## EXERCISE PROMPT
Would you give the entries below again in full, exactly as they stand?

## Stored data entries

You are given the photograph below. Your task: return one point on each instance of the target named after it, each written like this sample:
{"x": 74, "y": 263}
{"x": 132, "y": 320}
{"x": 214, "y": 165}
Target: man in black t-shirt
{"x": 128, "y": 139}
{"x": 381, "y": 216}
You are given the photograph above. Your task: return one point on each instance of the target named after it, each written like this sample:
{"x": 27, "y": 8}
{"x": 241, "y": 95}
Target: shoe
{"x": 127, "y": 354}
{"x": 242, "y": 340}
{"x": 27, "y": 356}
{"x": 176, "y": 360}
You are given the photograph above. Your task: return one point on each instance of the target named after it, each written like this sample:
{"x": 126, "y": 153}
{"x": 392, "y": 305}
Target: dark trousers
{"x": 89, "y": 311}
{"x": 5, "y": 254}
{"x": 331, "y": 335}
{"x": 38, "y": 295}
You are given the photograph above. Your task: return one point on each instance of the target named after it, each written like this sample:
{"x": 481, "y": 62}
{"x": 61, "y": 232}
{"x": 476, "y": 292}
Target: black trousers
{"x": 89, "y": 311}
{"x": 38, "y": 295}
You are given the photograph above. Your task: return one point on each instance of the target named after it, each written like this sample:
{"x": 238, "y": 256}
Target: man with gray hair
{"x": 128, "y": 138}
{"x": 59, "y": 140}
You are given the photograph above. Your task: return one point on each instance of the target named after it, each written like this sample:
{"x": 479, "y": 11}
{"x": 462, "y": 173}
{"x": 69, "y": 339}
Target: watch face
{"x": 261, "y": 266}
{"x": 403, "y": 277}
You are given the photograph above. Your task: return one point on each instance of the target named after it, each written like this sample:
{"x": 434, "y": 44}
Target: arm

## OUTPUT OF THE EXERCISE
You are given the photograph below. Your task: return one point on each instance of the target named after it, each written like this sample:
{"x": 74, "y": 263}
{"x": 132, "y": 320}
{"x": 214, "y": 165}
Target: man in black t-shirt
{"x": 128, "y": 139}
{"x": 381, "y": 216}
You are given the photograph above. Your task: return one point on each instance of the target named after it, each written like this sample:
{"x": 27, "y": 8}
{"x": 241, "y": 95}
Target: shoe
{"x": 127, "y": 354}
{"x": 242, "y": 340}
{"x": 27, "y": 356}
{"x": 176, "y": 360}
You are given the photograph above. Your task: return one point on each instance of the target named after it, each written like this sample:
{"x": 126, "y": 153}
{"x": 392, "y": 305}
Target: dark trousers
{"x": 89, "y": 311}
{"x": 5, "y": 254}
{"x": 331, "y": 335}
{"x": 38, "y": 295}
You are given the photograph above. Your task: return one point on each instance of the target named after it, each written like this sample:
{"x": 481, "y": 62}
{"x": 61, "y": 232}
{"x": 476, "y": 292}
Target: black trousers
{"x": 89, "y": 311}
{"x": 38, "y": 295}
You are given the photograph above. Your task: return one point on each instance of the target named after it, each written like this sample:
{"x": 238, "y": 256}
Target: man with gray hair
{"x": 128, "y": 138}
{"x": 59, "y": 140}
You are given the photograph above. Your task: return one point on each instance of the target named after it, each written like this sample:
{"x": 479, "y": 11}
{"x": 462, "y": 173}
{"x": 69, "y": 339}
Target: watch face
{"x": 261, "y": 266}
{"x": 403, "y": 277}
You are given the photograph above. Your task: return one point on each instance of the target named after it, each written like this sample:
{"x": 434, "y": 44}
Target: arm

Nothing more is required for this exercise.